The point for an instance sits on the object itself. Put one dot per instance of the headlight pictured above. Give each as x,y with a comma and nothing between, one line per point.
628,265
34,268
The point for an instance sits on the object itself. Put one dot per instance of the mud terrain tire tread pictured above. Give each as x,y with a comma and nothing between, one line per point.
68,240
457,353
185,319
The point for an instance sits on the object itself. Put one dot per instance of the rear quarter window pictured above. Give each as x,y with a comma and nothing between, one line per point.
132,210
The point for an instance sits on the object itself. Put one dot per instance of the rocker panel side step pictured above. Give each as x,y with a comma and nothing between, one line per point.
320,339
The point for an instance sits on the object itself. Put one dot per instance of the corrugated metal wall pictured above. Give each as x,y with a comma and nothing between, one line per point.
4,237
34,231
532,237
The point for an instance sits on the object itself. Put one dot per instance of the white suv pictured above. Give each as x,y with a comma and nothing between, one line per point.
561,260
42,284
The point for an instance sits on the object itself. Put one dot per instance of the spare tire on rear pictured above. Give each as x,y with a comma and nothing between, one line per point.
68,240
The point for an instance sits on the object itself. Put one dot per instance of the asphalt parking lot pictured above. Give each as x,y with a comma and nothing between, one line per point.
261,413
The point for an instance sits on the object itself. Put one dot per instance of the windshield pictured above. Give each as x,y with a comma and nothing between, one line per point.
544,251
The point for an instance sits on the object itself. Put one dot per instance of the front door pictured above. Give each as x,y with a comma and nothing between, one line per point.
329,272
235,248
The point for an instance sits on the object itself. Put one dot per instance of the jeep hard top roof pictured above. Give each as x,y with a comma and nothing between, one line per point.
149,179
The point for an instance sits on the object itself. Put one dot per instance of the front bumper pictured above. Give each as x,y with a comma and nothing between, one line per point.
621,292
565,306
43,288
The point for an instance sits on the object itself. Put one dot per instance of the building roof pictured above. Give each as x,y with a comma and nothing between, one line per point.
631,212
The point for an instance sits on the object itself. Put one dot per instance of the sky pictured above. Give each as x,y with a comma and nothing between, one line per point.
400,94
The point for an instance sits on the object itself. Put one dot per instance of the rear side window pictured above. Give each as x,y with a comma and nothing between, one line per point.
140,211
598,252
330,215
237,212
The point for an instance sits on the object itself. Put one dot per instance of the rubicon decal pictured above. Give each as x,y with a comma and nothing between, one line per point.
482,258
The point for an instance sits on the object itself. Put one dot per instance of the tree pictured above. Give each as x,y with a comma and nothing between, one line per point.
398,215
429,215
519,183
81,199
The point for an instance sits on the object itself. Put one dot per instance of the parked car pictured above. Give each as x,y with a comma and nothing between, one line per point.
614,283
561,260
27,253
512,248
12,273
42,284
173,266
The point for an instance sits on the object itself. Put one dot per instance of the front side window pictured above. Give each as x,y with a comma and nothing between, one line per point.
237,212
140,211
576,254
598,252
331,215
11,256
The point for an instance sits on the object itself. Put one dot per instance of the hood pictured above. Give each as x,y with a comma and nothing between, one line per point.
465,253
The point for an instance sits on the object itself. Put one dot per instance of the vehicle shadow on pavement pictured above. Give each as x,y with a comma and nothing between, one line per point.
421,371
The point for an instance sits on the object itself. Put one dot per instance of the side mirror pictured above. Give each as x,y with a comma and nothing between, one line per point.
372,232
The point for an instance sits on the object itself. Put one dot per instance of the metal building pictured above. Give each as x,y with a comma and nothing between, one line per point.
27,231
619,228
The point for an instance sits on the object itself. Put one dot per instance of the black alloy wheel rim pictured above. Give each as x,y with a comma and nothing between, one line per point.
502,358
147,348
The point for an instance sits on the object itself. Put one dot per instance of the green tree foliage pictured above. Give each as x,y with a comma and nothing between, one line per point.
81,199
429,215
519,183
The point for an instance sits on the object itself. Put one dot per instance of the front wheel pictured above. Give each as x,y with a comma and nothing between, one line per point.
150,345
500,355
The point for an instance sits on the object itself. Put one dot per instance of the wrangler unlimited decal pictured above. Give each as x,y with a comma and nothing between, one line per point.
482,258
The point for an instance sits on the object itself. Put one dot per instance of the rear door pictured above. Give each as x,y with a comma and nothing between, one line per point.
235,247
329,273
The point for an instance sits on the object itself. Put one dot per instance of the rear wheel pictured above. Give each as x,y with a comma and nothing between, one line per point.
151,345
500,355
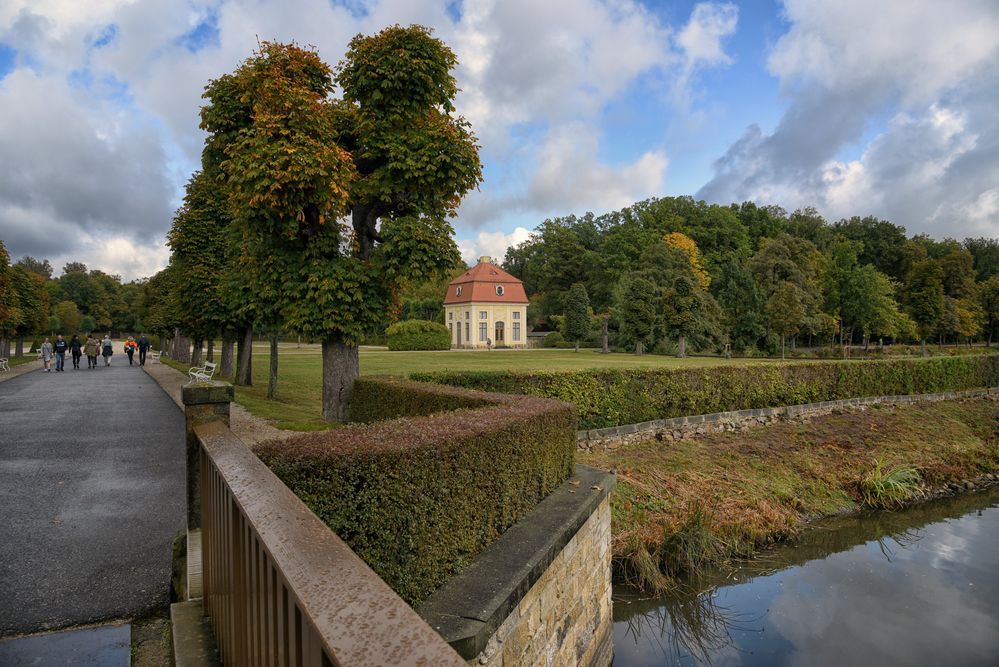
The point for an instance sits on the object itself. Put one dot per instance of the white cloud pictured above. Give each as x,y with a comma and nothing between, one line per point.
100,118
932,68
492,244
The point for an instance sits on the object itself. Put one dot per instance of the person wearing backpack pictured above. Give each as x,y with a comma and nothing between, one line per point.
75,346
60,347
107,349
130,348
91,348
143,347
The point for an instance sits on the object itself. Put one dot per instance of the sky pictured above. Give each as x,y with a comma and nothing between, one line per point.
854,107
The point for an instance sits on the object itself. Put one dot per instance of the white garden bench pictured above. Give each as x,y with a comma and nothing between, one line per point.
203,373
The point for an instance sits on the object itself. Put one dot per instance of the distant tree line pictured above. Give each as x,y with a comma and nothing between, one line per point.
80,301
668,272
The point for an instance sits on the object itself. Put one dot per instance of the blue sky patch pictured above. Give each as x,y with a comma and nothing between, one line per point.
8,60
106,36
203,35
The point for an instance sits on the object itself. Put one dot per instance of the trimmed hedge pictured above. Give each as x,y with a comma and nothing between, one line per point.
418,335
418,497
614,397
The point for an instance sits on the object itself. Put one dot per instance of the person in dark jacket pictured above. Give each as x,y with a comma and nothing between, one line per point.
76,347
107,349
60,348
143,344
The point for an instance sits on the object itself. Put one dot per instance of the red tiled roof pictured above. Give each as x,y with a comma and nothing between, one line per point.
479,283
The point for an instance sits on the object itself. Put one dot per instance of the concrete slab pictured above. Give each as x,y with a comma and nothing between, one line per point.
193,639
106,646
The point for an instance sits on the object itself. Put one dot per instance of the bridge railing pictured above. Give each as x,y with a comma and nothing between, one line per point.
279,586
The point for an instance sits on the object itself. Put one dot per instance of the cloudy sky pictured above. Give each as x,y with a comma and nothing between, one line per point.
855,107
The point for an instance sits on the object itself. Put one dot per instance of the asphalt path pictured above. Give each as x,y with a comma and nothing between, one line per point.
92,488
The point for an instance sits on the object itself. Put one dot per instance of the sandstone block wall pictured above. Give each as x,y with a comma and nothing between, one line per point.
565,618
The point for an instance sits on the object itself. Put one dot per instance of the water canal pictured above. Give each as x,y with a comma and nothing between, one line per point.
918,587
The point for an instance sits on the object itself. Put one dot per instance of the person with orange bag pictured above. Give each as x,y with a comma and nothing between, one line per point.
130,347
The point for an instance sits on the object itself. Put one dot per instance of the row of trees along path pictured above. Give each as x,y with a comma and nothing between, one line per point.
311,212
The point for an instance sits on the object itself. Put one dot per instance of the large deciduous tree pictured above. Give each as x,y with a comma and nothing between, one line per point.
390,156
577,314
10,311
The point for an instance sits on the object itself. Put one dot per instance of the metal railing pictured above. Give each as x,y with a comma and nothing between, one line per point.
281,588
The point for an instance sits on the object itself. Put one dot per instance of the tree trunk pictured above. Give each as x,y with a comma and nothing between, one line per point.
244,358
225,369
272,378
340,369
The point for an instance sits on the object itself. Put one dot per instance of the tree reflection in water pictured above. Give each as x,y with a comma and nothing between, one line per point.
685,622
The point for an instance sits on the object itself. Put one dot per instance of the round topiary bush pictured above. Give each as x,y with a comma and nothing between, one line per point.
418,335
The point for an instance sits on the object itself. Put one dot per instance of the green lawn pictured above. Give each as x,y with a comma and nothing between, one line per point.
299,392
17,361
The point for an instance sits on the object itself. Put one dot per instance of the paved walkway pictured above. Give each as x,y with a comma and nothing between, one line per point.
92,488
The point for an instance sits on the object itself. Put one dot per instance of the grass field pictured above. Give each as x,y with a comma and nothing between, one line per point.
299,392
699,501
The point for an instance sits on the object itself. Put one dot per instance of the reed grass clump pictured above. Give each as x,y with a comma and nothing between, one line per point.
888,488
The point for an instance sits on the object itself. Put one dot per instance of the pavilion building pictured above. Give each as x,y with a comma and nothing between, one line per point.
486,306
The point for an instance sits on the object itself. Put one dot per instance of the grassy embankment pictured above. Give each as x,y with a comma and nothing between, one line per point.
299,393
680,506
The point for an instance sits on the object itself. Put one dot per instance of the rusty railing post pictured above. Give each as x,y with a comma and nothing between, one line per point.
203,402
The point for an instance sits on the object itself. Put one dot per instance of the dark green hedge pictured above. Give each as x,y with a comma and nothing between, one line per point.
418,335
418,497
613,397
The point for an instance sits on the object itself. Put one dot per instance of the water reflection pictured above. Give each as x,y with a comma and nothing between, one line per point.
916,587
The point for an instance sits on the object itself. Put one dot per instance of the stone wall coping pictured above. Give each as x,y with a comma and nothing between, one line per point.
738,415
202,393
470,607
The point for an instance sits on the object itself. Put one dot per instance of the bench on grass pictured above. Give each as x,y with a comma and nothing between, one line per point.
203,373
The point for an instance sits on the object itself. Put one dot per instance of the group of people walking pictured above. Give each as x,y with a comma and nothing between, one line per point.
92,347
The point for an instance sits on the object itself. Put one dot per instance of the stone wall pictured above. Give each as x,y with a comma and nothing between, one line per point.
540,594
666,430
565,619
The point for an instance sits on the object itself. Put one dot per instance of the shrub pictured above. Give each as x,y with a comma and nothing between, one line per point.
554,339
418,335
418,497
613,397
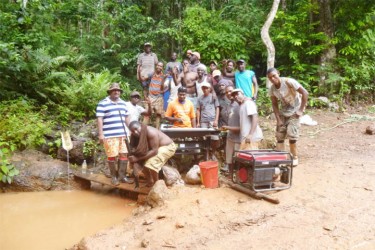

· · · · ·

» **TASK STATEMENT**
Pictures stay out; reproduce exactly the lines from the one containing "of the group" through the last line of the listing, both included.

» **SOLUTION TO THE PROBLEM**
The point for an instance sits on the object itself. Put one dot per instance of the group of people walking pictured above. Give each as x,y with a comma and nothing between, one line per point.
92,347
The point for an instance sits on the object itself. Put one dot per instance of the stone wall pictured above. Give each as x,y with a comma and nothing between, one line per point.
540,594
666,430
565,619
The point for an instance sits on the object itself. Put one dot per instance of the shrub pictured above. Give each as x,y with a comma and nothing between, one line per point.
554,339
418,335
418,497
613,397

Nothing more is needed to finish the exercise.